◆ Goal ◆
The listing below must be repeated word for word, with its images excluded.

[Named-object pointing records]
::::::::::
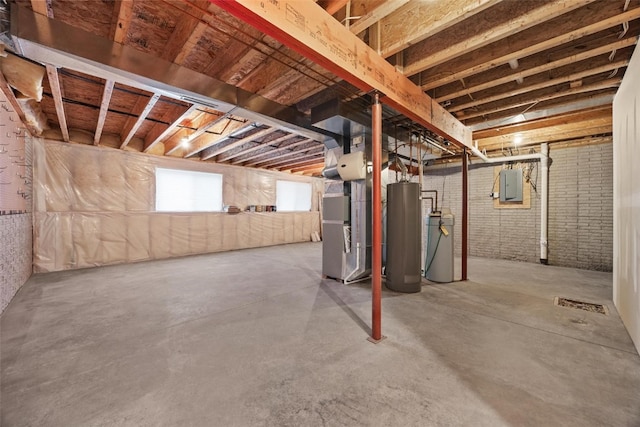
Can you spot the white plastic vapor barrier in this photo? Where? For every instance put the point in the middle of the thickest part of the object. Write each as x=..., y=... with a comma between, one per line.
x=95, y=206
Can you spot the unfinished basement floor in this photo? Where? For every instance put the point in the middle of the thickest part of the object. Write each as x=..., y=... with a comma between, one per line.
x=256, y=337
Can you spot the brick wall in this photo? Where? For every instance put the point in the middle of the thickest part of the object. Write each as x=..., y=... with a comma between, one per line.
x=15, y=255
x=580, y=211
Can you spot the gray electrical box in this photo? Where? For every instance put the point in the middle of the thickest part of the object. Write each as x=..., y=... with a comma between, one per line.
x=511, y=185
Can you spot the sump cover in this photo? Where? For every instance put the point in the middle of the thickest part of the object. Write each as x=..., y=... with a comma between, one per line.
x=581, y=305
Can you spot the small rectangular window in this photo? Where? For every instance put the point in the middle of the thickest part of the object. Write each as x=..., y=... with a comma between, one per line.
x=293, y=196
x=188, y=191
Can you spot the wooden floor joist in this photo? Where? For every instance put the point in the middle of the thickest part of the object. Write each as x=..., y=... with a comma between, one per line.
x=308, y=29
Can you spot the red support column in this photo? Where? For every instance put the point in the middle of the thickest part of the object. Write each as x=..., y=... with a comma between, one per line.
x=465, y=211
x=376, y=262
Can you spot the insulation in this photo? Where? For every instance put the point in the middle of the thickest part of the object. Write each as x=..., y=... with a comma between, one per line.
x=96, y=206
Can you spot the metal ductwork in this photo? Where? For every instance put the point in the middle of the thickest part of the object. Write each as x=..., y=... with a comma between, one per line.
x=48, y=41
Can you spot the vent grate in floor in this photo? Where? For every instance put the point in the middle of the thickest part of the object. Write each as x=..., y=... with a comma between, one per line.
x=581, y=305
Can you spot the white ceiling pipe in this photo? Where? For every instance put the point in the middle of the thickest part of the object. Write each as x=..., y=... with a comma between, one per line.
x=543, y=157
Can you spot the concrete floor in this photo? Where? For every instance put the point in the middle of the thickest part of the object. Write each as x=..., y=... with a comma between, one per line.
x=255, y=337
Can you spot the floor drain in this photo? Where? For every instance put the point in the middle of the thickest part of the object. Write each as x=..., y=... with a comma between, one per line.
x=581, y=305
::::::::::
◆ Exercise result ◆
Can you spot the white plastic vapor barrier in this photo? Where? For every instance put the point in the middle of the thickest part of the object. Write each as x=..., y=... with a comma between, one per line.
x=95, y=206
Can you spot the unfinished basement floor in this photo? Where? For every instance put the point in the middle of the thickest part of the object. Write each as x=..., y=... with a comma between, one per line.
x=256, y=337
Can you spot the brick wall in this photo? Where? For every instance put the point in the middle of the thickest part of the object. Write each as x=..., y=... with a comma between, one per line.
x=15, y=255
x=580, y=211
Can you spot the gray electrical box in this photo? Where? For every instance put the point in the middle of the thickest part of the object. Write each as x=..., y=... with a comma between, one per line.
x=511, y=185
Can you spot the sump cover in this photo? Where? For every instance put the point in the middle of the thickest part of the object. Write each as x=..., y=... with a comma between, one per line.
x=581, y=305
Can you spot the small rectangular window in this photo? Where? For every instance put the point in the middle of the thickest part of the object. Write each as x=..., y=... with a comma between, one per line.
x=293, y=196
x=188, y=191
Can you spot the wooden floor joist in this photo? Where? For every instance put the point in the middle of the thickest part of the object. Write each as x=..., y=... with a comma between, one per line.
x=308, y=29
Can you spot the red support column in this photo? Where? For every instance put the point in the middle of the thickest part of the object. Write each as x=..., y=... with a comma between, one per line.
x=465, y=211
x=376, y=262
Can you spot the insulation in this photo? Where? For every instance put the point in the middle of the thickest part of the object. Write each as x=..., y=... with a comma between, one per line.
x=96, y=206
Can you spot the metal ductwork in this photo? Where? For every instance put the point in the middle of the thickest part of the object. Write each as x=..., y=... with a comma between, one per line.
x=48, y=41
Can you spot the vent grate in floor in this photo? Where? For every instance put the point in the middle of the thickest part of the object. Write each as x=..., y=... with a comma between, one per line.
x=581, y=305
Can you spot the white ceiling pipe in this photo? Where? For every instance put the point in the middle of the thickest part of the object. Write each as x=..., y=... with a comma between, one per line.
x=543, y=157
Can you spot the concrete floor in this photo? Where? For every instance put the point in the middle of the thickest part of the object. Write each as x=..., y=... with a comma between, one per line.
x=255, y=337
Can you spot the floor drain in this photo? Where? For every instance put the point in the middle of the thickest part of the object. Write each as x=..., y=... with a comma between, one per line.
x=581, y=305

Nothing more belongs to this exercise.